■ Goal: Your task is to output the data exactly as it stands.

■ Records from a data source:
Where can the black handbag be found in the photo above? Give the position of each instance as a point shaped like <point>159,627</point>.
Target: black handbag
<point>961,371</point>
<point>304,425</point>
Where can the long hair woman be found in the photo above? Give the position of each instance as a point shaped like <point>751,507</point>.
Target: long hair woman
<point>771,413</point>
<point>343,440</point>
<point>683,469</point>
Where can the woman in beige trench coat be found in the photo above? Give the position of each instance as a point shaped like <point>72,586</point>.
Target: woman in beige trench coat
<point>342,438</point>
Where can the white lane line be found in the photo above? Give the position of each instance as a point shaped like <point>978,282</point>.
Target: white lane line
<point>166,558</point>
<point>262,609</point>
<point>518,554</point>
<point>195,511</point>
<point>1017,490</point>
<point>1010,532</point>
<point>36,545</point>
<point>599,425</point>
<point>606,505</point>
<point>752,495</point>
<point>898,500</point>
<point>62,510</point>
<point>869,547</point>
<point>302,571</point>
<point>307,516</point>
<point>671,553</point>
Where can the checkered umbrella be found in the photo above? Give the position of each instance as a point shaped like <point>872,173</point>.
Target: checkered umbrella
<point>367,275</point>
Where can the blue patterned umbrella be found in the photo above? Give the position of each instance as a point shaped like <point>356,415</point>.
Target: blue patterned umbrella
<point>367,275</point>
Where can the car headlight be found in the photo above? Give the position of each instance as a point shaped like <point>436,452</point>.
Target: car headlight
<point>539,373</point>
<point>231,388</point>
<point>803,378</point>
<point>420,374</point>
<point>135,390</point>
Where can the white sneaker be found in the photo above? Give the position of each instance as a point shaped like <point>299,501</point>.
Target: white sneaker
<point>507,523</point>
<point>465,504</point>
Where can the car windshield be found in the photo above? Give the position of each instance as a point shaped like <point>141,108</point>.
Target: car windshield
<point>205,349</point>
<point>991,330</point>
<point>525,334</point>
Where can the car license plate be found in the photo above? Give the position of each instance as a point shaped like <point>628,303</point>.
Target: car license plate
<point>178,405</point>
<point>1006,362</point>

■ Full answer:
Where can the black handbag be found in the photo above? Give the position of each instance as a point shaped like <point>159,627</point>.
Target: black handbag
<point>961,371</point>
<point>304,425</point>
Where can the long hair woman be found in the photo above? Give the position of each instance as a point shaped like <point>751,507</point>.
Target: long hair woman
<point>771,413</point>
<point>343,440</point>
<point>683,469</point>
Where can the woman in beige trench coat be found in the photo above? Give the position of each instance as a point shaped like <point>72,586</point>.
Target: woman in beige trench coat
<point>342,438</point>
Where can the white lane line be found in the photo above? Give the position of each instance as a point shaped like <point>978,282</point>.
Target: white lane line
<point>166,558</point>
<point>262,609</point>
<point>518,554</point>
<point>195,511</point>
<point>1017,490</point>
<point>1010,532</point>
<point>36,545</point>
<point>599,425</point>
<point>606,505</point>
<point>752,495</point>
<point>898,500</point>
<point>62,510</point>
<point>869,547</point>
<point>302,571</point>
<point>307,516</point>
<point>671,553</point>
Where can the checkered umbrella be found in the photo above? Give the position of each instance as a point shaped like <point>872,173</point>.
Target: checkered umbrella
<point>367,275</point>
Where can the blue patterned umbrella be found in the photo above? Give the position of each instance as a point shaped like <point>356,415</point>.
Target: blue patterned umbrella
<point>367,275</point>
Where can the car headlight be found in the photo above? Give the position of each instance as a point shaped like <point>436,452</point>.
Target: car headlight
<point>539,373</point>
<point>231,388</point>
<point>803,378</point>
<point>420,374</point>
<point>135,390</point>
Where can the white sneaker be found in the photo above? Give the position of each instance as a point shaped like <point>299,501</point>.
Target: white sneaker
<point>507,523</point>
<point>465,504</point>
Where can the car windshield be found in the photo above? Give the position of each instance as a point shaped like <point>141,108</point>.
Target: car windshield
<point>205,349</point>
<point>991,330</point>
<point>525,334</point>
Where can the car license plate be found in the photo above? Give the position of each instance as a point shaped like <point>628,303</point>.
Target: car license plate
<point>178,405</point>
<point>1006,362</point>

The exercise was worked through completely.